*** Records ***

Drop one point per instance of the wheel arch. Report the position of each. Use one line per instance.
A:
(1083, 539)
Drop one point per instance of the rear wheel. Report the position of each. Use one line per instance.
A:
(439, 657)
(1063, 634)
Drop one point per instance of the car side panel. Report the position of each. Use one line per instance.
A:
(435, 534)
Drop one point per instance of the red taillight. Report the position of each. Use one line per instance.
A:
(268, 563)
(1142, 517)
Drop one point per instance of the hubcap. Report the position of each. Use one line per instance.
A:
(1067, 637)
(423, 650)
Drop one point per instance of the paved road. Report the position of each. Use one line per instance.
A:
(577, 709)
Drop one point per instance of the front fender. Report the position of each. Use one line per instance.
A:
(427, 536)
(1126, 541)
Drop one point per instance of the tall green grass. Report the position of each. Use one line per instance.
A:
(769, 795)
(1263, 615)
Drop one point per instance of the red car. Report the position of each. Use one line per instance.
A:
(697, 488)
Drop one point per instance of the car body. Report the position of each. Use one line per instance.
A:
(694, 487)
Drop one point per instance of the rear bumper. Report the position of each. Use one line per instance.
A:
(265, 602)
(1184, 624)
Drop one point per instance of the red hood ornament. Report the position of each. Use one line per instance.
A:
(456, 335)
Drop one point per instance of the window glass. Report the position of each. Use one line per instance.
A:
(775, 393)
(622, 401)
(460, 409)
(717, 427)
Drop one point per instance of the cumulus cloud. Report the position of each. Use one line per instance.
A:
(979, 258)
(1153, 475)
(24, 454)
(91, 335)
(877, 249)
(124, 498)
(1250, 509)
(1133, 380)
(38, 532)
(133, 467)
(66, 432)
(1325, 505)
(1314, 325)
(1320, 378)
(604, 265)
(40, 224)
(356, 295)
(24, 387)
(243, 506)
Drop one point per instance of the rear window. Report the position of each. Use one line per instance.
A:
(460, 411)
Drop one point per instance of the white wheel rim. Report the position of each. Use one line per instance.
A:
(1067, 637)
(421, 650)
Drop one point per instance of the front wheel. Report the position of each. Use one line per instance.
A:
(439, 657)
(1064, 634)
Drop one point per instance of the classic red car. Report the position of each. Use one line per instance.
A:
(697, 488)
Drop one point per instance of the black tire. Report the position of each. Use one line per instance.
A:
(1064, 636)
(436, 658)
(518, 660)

*** End of Records ***

Activity:
Return, word for word, the line containing "Drop one point per instance of the front wheel." and all lines after it through the last line of the records, and nothing else.

Answer box:
Drop one point per instance of the front wheel. Report the position of each. Use one line per instance.
A:
(439, 657)
(1064, 634)
Drop one point per instance of the classic red car. Report the position of each. Use one line per instance.
A:
(697, 488)
Drop one point per instance of the black tire. Report the position of each. Use one line per instance.
A:
(1064, 636)
(436, 658)
(518, 660)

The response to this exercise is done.